[To do] The data below should be copied out exactly, with its pictures omitted.

[Supplied material]

------------------------------------

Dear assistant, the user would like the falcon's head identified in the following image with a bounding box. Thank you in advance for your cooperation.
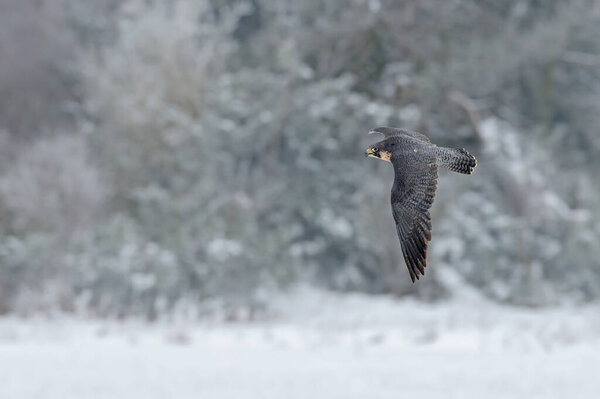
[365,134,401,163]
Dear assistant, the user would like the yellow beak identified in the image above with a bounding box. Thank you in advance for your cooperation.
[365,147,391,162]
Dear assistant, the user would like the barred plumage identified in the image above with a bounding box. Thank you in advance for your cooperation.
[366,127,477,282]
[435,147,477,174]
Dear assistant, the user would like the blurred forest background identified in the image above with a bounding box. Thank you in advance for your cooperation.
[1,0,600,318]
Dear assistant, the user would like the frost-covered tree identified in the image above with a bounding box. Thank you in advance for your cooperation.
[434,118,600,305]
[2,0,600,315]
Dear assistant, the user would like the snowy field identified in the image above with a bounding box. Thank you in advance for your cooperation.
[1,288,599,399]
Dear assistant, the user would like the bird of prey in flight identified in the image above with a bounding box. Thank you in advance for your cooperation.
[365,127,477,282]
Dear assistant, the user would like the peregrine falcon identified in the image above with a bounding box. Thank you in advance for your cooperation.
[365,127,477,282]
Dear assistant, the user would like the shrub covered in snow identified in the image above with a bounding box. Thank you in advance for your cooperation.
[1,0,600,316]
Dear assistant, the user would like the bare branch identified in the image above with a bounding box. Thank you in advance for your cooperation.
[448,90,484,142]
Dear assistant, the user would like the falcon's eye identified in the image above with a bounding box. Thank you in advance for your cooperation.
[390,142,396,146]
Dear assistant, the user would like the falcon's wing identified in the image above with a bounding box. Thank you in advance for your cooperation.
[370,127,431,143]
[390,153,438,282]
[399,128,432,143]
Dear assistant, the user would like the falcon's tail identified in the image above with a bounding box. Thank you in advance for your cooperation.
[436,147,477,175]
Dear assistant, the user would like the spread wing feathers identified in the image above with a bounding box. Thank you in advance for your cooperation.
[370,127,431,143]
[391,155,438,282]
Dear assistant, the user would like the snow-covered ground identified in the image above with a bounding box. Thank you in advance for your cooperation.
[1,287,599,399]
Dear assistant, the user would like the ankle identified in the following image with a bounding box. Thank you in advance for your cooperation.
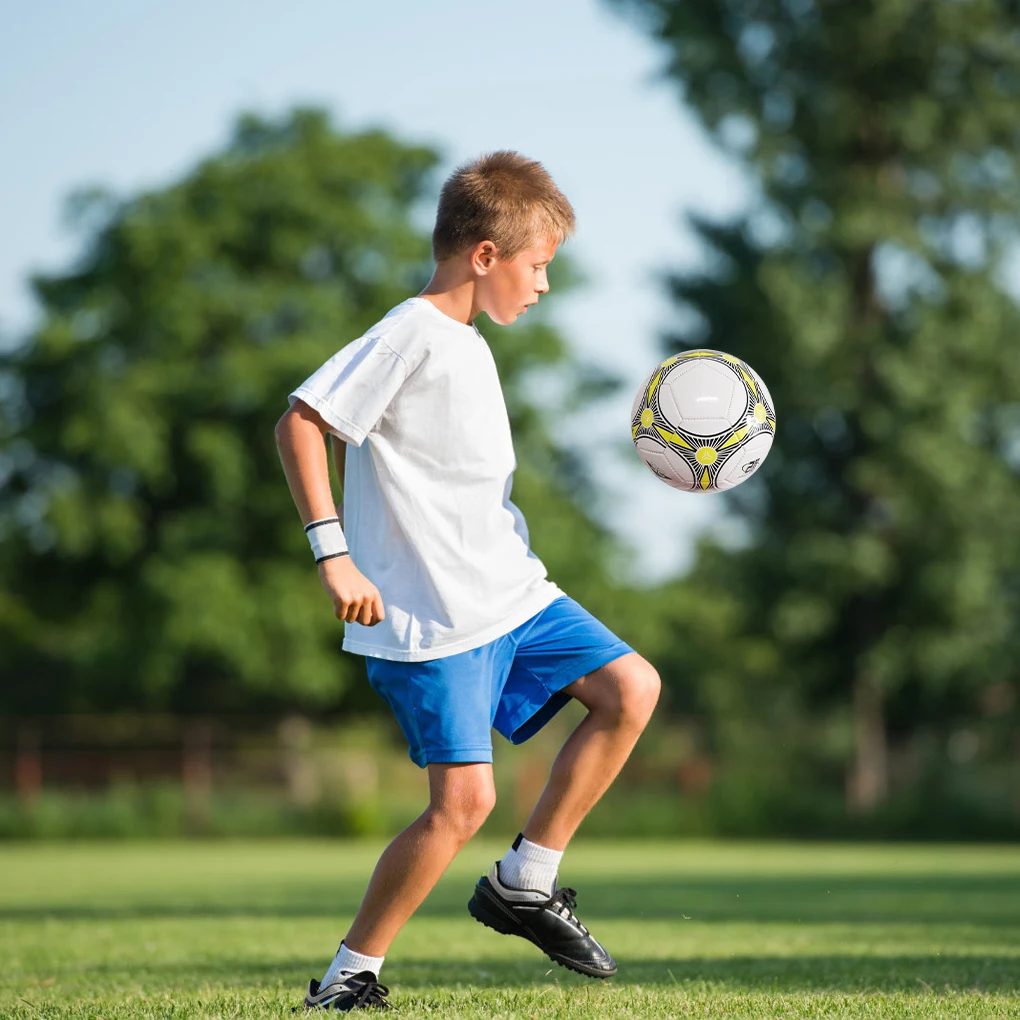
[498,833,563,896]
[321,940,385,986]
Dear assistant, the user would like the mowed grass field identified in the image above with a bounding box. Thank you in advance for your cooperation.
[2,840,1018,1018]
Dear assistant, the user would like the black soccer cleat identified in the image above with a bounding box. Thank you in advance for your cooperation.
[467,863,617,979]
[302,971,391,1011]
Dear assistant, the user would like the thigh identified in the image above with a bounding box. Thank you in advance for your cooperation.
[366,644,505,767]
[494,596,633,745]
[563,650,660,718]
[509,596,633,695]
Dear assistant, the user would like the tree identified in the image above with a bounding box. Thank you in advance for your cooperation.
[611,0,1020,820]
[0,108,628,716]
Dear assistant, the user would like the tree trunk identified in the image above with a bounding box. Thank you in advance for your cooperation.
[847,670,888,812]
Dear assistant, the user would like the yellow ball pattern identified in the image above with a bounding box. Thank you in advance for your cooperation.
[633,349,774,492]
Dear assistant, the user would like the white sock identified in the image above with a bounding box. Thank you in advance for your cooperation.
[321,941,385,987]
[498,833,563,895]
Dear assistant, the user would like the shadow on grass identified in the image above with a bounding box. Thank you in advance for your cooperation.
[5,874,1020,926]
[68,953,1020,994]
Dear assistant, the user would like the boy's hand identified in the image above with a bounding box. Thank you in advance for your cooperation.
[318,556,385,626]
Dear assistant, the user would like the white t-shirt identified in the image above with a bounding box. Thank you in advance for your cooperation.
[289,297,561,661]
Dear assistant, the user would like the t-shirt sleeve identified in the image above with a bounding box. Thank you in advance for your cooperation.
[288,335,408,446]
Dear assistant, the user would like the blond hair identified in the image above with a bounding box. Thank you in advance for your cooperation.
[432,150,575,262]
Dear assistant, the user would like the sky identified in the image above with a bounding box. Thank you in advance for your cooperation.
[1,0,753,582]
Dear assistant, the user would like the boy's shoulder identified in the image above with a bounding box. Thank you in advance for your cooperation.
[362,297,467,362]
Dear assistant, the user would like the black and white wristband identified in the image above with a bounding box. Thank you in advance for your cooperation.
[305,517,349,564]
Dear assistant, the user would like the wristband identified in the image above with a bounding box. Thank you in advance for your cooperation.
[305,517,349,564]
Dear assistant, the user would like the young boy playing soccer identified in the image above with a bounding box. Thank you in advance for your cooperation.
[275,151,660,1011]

------------------------------------

[Response below]
Dear assistant, the user would like the falcon's head identified in the following image with a bounding box. Thank you in advance for your cooperation.
[365,134,401,163]
Dear assistant, the user would like the yellow beak identified in the image above with a bounding box. Thank you in advance for your cooperation.
[365,147,391,162]
Dear assistant, the user would like the barred plumage identified in the image above with a bounding box. Thank you in advance for your cooperation.
[366,127,477,282]
[435,147,477,174]
Dear assistant, the user would like the blurred forest background identified in the image above with a bounding box. Thank you in advance for your cooperation.
[1,0,600,318]
Dear assistant, the user would like the frost-covered tree identified in the image above with a bounding box. Thank you in advance for your cooperation.
[434,118,600,305]
[2,0,600,315]
Dear assistant, the user would like the snowy field identified in the image above with a bounding box. Thank you in advance for your cooperation.
[1,288,599,399]
Dear assistant, the user would like the bird of prey in flight identified in the image above with a bounding box. Thank you in advance for your cooperation.
[365,127,477,282]
Dear assistant, the user would like the peregrine falcon identified in the image above with a bounding box. Thank you in advance for your cooperation.
[365,127,477,282]
Dear assistant, the user would like the shrub covered in snow identified in the image above with a bounding box. Thank you in advance for your cooperation.
[1,0,600,316]
Dear assistant, the user would like the bare branch identified in the image above with a bounding box. Thank you in advance for your cooperation.
[448,90,484,142]
Dear assistant, the user would like the falcon's eye identified in the image above with a bounding box. Thank you in advance for your cooperation.
[390,142,396,146]
Dear assistant, the user would like the falcon's wing identified in the image above with a bounding box. Thank you in advance for your cooperation.
[370,127,431,143]
[390,153,438,282]
[399,128,432,143]
Dear assistant, the user would like the falcon's tail identified in the image above with a bounding box. Thank you in advance for your cooperation.
[436,147,477,175]
Dear assistant, the user would like the spread wing feathers identified in the image above with a bounding box. Thank you in advance for your cooperation.
[370,127,431,143]
[391,155,438,282]
Dear assistant, the user would like the snow-covered ground identified in the image above with a bounding box. Thank you in advance for your cooperation.
[1,287,599,399]
Dear assistant, the user would like the ankle identified in the following image with a bounding box. Thank you in advance for your cooperation.
[498,833,563,896]
[321,940,385,986]
Dear assistant, the user would like the mowed grass field identified in the image above with a bounding box. Thank you in advance for your cooperation.
[2,840,1018,1018]
Dear assistant, the user would like the black soccer cleat identified in the image above with a bounding box. Thank you in advance for your cooperation.
[467,863,617,979]
[302,971,391,1011]
Dear assistant, the user would like the thigh identified in the image above with a bounding box. Thank you in advance for your cooperation.
[366,644,505,767]
[494,596,633,745]
[563,650,660,718]
[509,596,633,695]
Dear assistant, the user would like the tree identified in the image above with a bounding box. Thank you in advance for your cooperation.
[611,0,1020,820]
[0,108,628,716]
Dear assistant, the user would like the tree trunk identified in the image above with a bounding box. Thank you in advance for your cooperation.
[847,670,888,812]
Dear assistant, the user would like the yellow ball pattern identified in the image above with a bounding box. Thank you in advance for your cooperation.
[633,349,774,492]
Dear assistant, the user would like the white sock identified in the image above with a bounding box. Thank you in advance for your cooperation.
[321,941,385,987]
[498,833,563,895]
Dear assistant, the user would like the shadow on grass identified in the image above with a bounding box. Thank you in advance for your cooperation.
[5,874,1020,926]
[68,953,1020,994]
Dear assistant, the user would like the boy's hand identified in the image above with a bounding box. Thank you in advance for your cooperation.
[318,556,385,626]
Dear assistant, the user would like the white t-shirt identified in the image above with a bounding box. Thank you in advance for your cooperation.
[289,297,561,661]
Dear assistant, the user would like the t-shirt sleeve identified in the image above with a bounding box. Thank you in advance for your cooperation.
[288,335,408,446]
Dear assistant, the user would like the blond hair identified in the image above with a bounding box. Thank you in advance for your cooperation.
[432,150,575,262]
Dear assistant, the user would like the sky identified in the image above with a bounding box. Thank you in advance for your cooperation.
[1,0,753,582]
Dear assistant, the user would like the boy's shoulder identified in the image above with a bounding box. Thank you in advance for your cooperation.
[362,297,467,362]
Dear assistant, the user would like the black and white wristband identified in the image above with a bounding box. Thank you in advance for your cooperation.
[305,517,349,564]
Dear assistant, the user would like the wristband identified in the image above with a bounding box. Thank you in advance for your cooperation.
[305,517,349,564]
Dear assistant, the user would like the young boy playing soccer identified in the image above with a bounding box. Thank you in advance for your cooperation.
[275,151,660,1011]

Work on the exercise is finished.